══ Source records

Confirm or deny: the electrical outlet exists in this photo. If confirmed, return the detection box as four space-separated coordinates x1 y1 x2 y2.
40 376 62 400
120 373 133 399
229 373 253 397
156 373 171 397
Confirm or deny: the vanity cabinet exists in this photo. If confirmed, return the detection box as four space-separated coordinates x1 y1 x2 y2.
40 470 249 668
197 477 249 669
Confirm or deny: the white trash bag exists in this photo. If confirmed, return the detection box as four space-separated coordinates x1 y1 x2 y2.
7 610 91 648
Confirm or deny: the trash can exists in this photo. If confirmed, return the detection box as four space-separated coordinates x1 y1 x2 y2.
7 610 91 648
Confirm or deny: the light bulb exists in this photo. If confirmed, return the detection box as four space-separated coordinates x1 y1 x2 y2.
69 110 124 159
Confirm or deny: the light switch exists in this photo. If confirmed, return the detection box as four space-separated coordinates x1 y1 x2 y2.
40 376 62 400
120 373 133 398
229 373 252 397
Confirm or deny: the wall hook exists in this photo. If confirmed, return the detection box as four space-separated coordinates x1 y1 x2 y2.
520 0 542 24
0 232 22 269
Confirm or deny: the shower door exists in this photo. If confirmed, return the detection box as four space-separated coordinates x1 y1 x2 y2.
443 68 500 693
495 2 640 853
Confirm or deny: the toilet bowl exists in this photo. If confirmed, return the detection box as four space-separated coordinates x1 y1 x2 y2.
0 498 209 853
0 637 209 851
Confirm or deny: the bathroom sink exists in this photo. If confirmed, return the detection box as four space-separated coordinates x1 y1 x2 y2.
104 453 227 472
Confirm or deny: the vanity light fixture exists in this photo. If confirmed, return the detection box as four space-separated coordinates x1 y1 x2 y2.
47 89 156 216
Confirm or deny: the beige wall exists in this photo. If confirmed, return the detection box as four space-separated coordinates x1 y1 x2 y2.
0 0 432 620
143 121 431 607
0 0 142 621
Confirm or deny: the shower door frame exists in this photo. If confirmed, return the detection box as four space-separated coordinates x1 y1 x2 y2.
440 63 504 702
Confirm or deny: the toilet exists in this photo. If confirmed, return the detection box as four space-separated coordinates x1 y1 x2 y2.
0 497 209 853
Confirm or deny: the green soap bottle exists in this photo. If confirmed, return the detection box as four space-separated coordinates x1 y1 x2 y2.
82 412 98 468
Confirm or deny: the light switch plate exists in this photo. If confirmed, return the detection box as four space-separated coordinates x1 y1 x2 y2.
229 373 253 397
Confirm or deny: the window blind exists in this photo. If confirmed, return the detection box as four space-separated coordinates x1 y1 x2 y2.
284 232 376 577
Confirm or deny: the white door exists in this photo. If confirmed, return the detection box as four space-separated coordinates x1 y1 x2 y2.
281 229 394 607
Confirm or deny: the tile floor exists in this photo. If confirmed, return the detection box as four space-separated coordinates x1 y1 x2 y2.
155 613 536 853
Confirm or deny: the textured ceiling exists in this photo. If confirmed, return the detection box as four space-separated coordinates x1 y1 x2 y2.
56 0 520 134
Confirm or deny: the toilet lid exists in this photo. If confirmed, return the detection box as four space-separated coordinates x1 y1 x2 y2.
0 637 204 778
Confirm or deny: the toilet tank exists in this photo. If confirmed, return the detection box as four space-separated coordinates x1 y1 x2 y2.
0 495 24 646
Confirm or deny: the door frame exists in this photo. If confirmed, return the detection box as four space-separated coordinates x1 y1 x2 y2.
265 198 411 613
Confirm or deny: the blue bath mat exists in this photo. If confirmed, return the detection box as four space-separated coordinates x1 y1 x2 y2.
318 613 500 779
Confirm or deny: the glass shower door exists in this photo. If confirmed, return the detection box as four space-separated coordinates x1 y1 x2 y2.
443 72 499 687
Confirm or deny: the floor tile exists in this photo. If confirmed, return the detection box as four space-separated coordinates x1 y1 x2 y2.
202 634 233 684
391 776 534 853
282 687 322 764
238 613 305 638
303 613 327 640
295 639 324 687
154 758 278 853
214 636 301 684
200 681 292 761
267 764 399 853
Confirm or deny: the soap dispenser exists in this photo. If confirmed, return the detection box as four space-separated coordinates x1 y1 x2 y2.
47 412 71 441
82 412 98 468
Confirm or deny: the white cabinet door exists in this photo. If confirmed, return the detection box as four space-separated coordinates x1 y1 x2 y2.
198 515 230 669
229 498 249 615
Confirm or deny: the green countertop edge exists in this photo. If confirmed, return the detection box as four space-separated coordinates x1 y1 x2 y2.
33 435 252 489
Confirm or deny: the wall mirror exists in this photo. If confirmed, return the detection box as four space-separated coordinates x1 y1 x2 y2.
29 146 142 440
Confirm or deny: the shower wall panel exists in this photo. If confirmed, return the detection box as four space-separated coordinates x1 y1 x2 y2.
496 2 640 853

════

Please change every "detection box" in the material above to "bounding box" and leave everything else as it is.

Confirm or deny: the electrical outlet exists in this photo. If confirmed, return the bounding box as four space-separated coordinates x1 y1 x2 y2.
40 376 62 400
120 373 133 399
229 373 253 397
156 373 171 397
Confirm or deny: the vanity cabinet exists in this photo. If confirmed, return the bounding box as four space-separated coordinates x1 y1 x2 y2.
40 470 249 668
197 477 249 669
Confirm or deny: the white trash bag exists in this photo. If confirmed, return the bounding box as four space-separated coordinates x1 y1 x2 y2.
7 610 91 648
Confirm or deny: the trash can exists in this photo. If confirmed, return the bounding box as four space-separated coordinates x1 y1 x2 y2.
7 610 91 648
Confirm or deny: the light bulb exists in this photo. If confirmed, return the bounding box as four space-separated coordinates x1 y1 x2 y2.
69 110 124 159
Confirm or deny: the light switch exists in this photo. If confirmed, return the bounding box as four space-separated coordinates x1 y1 x2 y2.
40 376 62 400
120 373 133 398
229 373 252 397
Confirm or deny: the wall hook exists in this photo. If confirmed, return the bounding box as four space-separated coordinates x1 y1 x2 y2.
520 0 542 24
0 232 22 269
Confirm or deny: the shower door exists in this photo. If confirmed, return the bounding box as four space-separated coordinates x1 y1 x2 y2.
443 68 500 693
495 2 640 853
Confirm or deny: the toilet bowl exists in this photo. If confirmed, return the bounding box as four space-separated coordinates x1 y1 x2 y2.
0 498 209 853
0 637 209 851
Confirm or deny: the bathroom sink exists in this photo. If confirmed, return the bounding box as four space-separated coordinates x1 y1 x2 y2.
104 453 227 472
Confirm or deny: the vanity light fixture exists in this photo. If confirmed, return the bounding box as four space-separated coordinates x1 y1 x2 y2.
47 89 156 216
Confirm or deny: the beige wall exists in this photo. If confirmed, return the bounding box as four space-separated coordinates x1 y1 x2 y2.
0 0 432 620
143 121 431 607
0 0 142 621
Confirm or deny: the shower door frame exists in this photo. If confirmed, return the bounding box as four space-separated coordinates x1 y1 x2 y2.
440 63 504 702
Confirm or deny: the toilet exists in this photo. If confirmed, return the bounding box as four space-separated coordinates x1 y1 x2 y2.
0 497 209 853
Confirm or deny: the green soap bottle exists in this photo. If confirmed, return the bounding box as four space-separated coordinates x1 y1 x2 y2.
82 412 98 468
Confirm or deny: the light switch plate exists in this photo. If confirmed, return the bounding box as four space-separated coordinates x1 y1 x2 y2.
229 373 253 397
Confirm or deny: the window blind exists in this photo. If confirmed, return the bounding box as four space-separated coordinates x1 y1 x2 y2.
284 232 376 577
Confirm or deny: the white door exists in this photo. If confirmed, return the bounding box as four space-separated coordinates x1 y1 x2 y2.
281 229 394 607
Confirm or deny: the tile floor exists in this photo. If confirmed, return the bounding box as four space-separated coordinates x1 y1 x2 y2.
155 613 536 853
Confirm or deny: the textured ceiling exists in this photo. If confirmed, return the bounding box as four space-separated coordinates x1 y1 x2 y2.
56 0 520 134
Confirm or deny: the toilet lid exists in this photo. If confirmed, return the bounding box as four space-separated coordinates x1 y1 x2 y2.
0 637 204 778
Confirm or deny: the toilet tank exists in this photo. If confirmed, return the bounding box as four space-separated coordinates x1 y1 x2 y2.
0 495 24 646
Confirm or deny: the door frame exists in this photo. If confirmed, return the bounding box as four space-separated coordinates x1 y1 x2 y2.
265 198 411 613
Confirm or deny: the blue bath mat exists in this photo. If confirmed, return the bounding box as four space-separated coordinates x1 y1 x2 y2.
318 613 500 779
Confirm or deny: the glass shower door exists in this photo. If confirmed, return the bounding box as four space-separated coordinates x1 y1 x2 y2.
443 72 499 687
Confirm or deny: the floor tile exists in this photo. If confirmed, return the bounding box as four space-separated coordinates x1 y1 x2 y2.
202 634 233 684
391 776 534 853
282 687 322 764
238 613 305 638
303 613 327 640
295 639 324 687
154 758 278 853
214 636 301 684
200 681 292 761
267 764 399 853
Confirm or deny: the soap dispenser exists in this photo. If confirmed, return the bounding box as four space-separated coordinates x1 y1 x2 y2.
47 412 71 441
82 412 98 468
Confirm or deny: the white cabinet door exists in this photo. If confirmed, return the bounding box as four space-separated coordinates x1 y1 x2 y2.
198 515 230 669
229 498 249 615
Confirm or deny: the green countertop edge exists in this photo. If confirmed, return the bounding box as four space-separated coordinates x1 y1 x2 y2.
33 435 252 489
Confirm or deny: the wall mirror exists in this photo. If confirmed, return the bounding box as four space-separated coordinates x1 y1 x2 y2.
29 146 142 440
Confirm or deny: the shower wall panel exists in this photo. If confirmed, return the bounding box as four space-separated coordinates x1 y1 x2 y2.
496 2 640 853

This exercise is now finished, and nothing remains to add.